## EXERCISE GOAL
Output exactly, please, the lines of the records below from the one containing "If you could indicate the smartphone" through the final line.

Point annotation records
☆ ☆ ☆ ☆ ☆ ☆ ☆
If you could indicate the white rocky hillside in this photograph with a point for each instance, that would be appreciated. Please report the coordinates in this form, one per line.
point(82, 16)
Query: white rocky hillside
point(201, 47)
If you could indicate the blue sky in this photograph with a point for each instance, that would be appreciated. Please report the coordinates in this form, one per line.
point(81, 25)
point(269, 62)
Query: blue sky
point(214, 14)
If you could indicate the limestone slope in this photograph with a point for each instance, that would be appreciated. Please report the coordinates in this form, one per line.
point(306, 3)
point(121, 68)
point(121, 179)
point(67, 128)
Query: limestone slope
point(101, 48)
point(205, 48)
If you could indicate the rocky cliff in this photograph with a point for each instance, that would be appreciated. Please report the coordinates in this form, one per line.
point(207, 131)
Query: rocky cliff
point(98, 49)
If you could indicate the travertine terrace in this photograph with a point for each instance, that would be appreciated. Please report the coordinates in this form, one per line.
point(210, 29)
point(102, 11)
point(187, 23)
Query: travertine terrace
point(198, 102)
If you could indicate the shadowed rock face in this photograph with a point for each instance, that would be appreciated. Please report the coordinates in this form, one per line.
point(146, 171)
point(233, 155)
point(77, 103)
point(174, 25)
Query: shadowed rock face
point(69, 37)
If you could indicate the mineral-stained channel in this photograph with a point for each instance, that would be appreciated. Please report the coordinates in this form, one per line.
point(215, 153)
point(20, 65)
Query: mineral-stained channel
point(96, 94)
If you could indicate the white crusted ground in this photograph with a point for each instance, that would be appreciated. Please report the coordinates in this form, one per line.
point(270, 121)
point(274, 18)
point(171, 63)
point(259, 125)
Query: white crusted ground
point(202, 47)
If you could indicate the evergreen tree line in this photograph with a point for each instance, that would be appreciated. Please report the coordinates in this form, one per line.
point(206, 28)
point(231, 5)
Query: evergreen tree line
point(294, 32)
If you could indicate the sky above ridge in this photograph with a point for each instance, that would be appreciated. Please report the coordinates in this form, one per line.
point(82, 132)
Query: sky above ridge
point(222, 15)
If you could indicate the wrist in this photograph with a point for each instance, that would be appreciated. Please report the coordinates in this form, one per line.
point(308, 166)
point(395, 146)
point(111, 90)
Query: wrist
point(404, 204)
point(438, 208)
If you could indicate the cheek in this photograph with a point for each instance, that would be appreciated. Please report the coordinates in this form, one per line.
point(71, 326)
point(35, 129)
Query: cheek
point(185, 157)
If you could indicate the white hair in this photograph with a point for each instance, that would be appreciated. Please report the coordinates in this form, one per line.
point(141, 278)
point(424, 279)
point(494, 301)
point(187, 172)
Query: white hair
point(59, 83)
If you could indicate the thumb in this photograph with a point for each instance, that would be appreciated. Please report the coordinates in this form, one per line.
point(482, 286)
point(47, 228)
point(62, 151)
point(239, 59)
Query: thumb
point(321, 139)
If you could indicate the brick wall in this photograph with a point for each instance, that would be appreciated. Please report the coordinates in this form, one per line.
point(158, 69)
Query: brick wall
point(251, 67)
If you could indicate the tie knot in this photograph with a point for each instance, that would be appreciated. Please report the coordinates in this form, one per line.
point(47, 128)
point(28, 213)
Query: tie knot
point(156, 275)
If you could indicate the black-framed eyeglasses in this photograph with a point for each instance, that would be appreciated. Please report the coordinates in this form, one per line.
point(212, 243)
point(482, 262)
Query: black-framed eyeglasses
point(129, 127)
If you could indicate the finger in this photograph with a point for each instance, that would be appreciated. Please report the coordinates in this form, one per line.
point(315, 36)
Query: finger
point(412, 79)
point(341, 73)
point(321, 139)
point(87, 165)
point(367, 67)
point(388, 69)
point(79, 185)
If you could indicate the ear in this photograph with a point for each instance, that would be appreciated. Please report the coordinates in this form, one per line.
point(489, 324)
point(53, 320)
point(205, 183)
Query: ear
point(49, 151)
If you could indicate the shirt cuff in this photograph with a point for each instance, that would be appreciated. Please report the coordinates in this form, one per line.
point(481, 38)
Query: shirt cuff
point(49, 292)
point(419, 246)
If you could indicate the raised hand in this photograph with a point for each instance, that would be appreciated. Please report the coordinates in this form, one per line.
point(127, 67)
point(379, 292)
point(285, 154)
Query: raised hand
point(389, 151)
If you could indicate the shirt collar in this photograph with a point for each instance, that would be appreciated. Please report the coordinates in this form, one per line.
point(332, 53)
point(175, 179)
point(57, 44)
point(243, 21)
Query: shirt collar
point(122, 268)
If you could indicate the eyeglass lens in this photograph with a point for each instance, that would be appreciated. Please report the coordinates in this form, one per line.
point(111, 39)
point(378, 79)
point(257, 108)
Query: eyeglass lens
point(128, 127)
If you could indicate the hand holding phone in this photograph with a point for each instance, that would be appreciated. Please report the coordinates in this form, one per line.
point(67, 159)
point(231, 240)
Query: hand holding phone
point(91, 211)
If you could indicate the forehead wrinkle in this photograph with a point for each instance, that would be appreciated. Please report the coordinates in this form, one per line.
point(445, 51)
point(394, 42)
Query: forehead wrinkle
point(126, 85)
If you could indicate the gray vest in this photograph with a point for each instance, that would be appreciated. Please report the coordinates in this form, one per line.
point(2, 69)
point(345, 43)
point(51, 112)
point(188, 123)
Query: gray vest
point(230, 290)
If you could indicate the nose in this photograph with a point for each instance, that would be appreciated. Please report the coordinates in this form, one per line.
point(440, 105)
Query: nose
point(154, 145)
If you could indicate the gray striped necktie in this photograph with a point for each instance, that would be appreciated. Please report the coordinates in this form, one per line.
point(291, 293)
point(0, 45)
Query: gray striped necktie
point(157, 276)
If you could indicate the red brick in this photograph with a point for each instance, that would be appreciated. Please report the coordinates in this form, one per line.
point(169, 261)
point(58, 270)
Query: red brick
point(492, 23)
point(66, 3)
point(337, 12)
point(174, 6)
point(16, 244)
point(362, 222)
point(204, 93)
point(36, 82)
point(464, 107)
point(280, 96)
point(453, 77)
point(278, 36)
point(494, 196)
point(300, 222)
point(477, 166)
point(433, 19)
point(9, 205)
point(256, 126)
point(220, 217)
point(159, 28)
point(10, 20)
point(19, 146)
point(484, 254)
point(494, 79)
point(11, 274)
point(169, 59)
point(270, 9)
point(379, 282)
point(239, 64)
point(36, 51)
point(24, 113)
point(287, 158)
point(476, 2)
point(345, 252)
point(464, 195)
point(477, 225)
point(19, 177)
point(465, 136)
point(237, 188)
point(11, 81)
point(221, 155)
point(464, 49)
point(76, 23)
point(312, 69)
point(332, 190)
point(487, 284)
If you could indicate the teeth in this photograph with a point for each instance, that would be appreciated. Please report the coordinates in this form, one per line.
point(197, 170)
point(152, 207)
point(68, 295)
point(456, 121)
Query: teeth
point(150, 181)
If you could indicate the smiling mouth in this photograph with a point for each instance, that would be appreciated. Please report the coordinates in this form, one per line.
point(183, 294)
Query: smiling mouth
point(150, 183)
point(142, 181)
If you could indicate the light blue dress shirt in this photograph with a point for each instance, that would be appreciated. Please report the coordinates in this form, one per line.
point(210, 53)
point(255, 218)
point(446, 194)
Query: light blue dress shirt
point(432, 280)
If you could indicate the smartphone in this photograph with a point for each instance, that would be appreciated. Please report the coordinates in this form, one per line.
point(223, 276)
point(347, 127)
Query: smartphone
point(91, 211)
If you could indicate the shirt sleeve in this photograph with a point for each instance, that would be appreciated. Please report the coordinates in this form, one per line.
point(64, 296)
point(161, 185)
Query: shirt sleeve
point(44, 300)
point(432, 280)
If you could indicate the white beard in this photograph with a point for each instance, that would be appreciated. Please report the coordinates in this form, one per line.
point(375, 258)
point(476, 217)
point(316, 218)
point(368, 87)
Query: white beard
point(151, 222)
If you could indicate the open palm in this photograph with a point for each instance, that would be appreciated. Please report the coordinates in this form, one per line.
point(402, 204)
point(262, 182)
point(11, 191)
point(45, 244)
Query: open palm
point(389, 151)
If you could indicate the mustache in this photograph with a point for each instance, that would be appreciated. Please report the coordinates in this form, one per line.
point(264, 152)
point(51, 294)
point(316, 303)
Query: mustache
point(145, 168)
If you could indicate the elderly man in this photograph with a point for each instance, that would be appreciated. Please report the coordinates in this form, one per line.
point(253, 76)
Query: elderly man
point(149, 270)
☆ ☆ ☆ ☆ ☆ ☆ ☆
## REPLY
If you could indicate the smartphone in this photograph with a point for each instance, that would be appreciated. Please report the coordinates in this form, one per line.
point(223, 276)
point(347, 127)
Query: smartphone
point(91, 211)
If you could indicate the shirt sleeve in this photograph with a point for each instance, that would be appreciated. Please report the coordinates in this form, one per line.
point(64, 296)
point(161, 185)
Query: shirt sleeve
point(44, 300)
point(432, 280)
If you could indicate the white beard in this photograph with a point for each instance, that would be appreciated. Please report the coordinates in this form, one per line.
point(375, 258)
point(476, 217)
point(316, 218)
point(368, 87)
Query: white beard
point(151, 222)
If you could indicate the open palm in this photograph with a point for each instance, that would be appreciated. Please report the coordinates in this form, one per line.
point(402, 204)
point(262, 182)
point(11, 191)
point(45, 244)
Query: open palm
point(389, 151)
If you could indicate the mustache in this photograph with a point for each instance, that would be appreciated. Please report the coordinates in this form, one per line.
point(264, 152)
point(51, 294)
point(316, 303)
Query: mustache
point(145, 168)
If you could indicate the elderly man in this photograph with a point for each instance, that would be appreciated. Please report the coordinates in this form, one per line.
point(253, 76)
Query: elderly man
point(149, 270)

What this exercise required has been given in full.